======== Dataset records

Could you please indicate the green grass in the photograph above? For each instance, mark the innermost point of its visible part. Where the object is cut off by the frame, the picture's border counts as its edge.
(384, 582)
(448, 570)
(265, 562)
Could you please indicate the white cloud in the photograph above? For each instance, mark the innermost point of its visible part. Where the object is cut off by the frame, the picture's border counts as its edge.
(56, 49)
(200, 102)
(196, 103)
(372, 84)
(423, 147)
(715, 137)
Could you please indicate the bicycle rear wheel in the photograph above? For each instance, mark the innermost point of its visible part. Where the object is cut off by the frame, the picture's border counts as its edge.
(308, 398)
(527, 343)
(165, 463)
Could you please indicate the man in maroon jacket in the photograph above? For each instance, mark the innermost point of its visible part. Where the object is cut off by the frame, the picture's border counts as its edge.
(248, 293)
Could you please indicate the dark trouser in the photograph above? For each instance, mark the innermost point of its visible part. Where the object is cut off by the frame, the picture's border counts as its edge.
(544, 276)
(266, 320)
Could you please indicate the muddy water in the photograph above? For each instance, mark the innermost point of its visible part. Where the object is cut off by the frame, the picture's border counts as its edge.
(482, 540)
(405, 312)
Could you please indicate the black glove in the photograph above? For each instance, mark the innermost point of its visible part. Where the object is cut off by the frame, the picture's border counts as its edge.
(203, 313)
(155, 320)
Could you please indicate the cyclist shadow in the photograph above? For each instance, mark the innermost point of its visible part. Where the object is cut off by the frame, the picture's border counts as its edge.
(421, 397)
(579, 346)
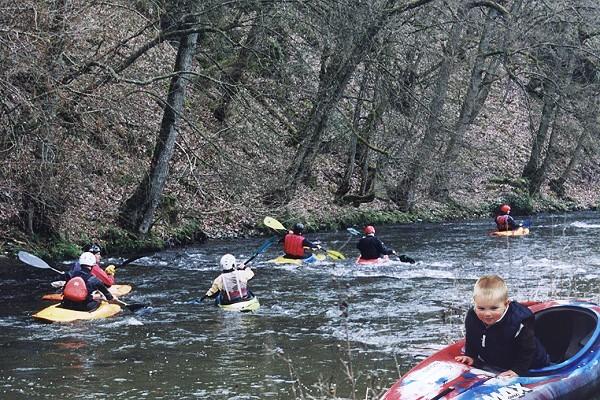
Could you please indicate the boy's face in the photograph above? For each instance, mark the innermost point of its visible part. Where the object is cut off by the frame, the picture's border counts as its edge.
(489, 311)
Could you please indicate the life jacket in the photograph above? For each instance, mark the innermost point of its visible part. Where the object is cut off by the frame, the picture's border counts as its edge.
(75, 289)
(502, 223)
(292, 245)
(235, 287)
(99, 273)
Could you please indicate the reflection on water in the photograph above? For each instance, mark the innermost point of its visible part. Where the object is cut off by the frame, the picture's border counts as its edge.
(298, 344)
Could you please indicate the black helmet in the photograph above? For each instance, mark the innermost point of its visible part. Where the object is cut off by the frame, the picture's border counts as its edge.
(298, 228)
(93, 248)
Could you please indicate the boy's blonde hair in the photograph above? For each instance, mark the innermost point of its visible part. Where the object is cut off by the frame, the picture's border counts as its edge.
(490, 287)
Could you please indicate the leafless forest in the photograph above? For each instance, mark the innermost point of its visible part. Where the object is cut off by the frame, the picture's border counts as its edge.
(149, 116)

================

*Aim*. Rename every "photograph" in the material to "image" and write the material out again with nothing else changed, leaving the pictures out.

*The answer*.
Could you please indicate the green grass in the image above? For each instance, mark the innermost point of its visible part. Where the object is cut off by the frame, the picture's border counts as its edge.
(384, 582)
(448, 570)
(265, 562)
Could you please indicate the white cloud in the image above? For each instance, mark the innermost point of its visible part. Where the object is cut off by the frame, the picture's border counts as its edge.
(56, 49)
(200, 102)
(196, 103)
(372, 84)
(423, 147)
(715, 137)
Could you please indicate the bicycle rear wheel in the image above? For each instance, mark the innermost point of its visible part. Where the object is cut off by the frame, the picture's border counts as its edge.
(308, 398)
(527, 343)
(165, 463)
Could you please indicate the man in maroon jacket in the image above? For each instance, mark the innermost point of its visible part. Where the object is cut off by the frame, the picture's border counts as its edge.
(248, 293)
Could you please indicate the dark trouser in the image above? For each instance, mark the innermost point of its visible part. Where the object is cut off by the frame, the picture's border counts as its edge.
(544, 276)
(266, 320)
Could you please indicate the muddy water in the image above? For each instance, mark the innermost point of its visible part. Where the object is cut off by the frame, the picture's border counts as its edge.
(482, 540)
(405, 312)
Could you please indicate the black glove in the image above? For each instance, mark the innermost point of its visible part. Where the object is cut off by the frame, the picture's border counts as its edge.
(203, 313)
(155, 320)
Could you please indicate the cyclist shadow in the image above? For each instance, mark the innermost point of its visible part. Where the object is cut off by the frame, the picture's border counts as its edge.
(421, 397)
(579, 346)
Could you please indicate the boy's face in the image above? For each instance, mark the innermost point of its visible part. Where the object is cut off by the frame, the picture's border counts as its edge.
(489, 311)
Could you please indicate the life jacket in the image above? For each instance, mark the innermost point of its visible part. Where the object is cut off by the frame, the picture's border counts as its edge.
(75, 289)
(502, 223)
(292, 245)
(235, 287)
(99, 273)
Could you please indicate the reflection on water in the image above? For each instance, mark the innermost point of its visible part. Where the object is cut off by the frame, the picture's border counts as its edge.
(298, 344)
Could you please indicate the black helmet in the image above? For each instance, mark the innermost point of its visible part. Where the object is cut off by the frame, the picture's border counts as its edge.
(298, 228)
(93, 248)
Could you please indicate the boy's blonde hair in the image above? For each instance, mark the innermost point of its visible part. Where the object is cut off by the frame, the picture's border counts as its edge.
(490, 287)
Could you please indicate the leafless forest in the image above? For each instance, mark the innermost point of its visible part. Where the object is cut off by the frame, the picture's border counts as its edge.
(149, 116)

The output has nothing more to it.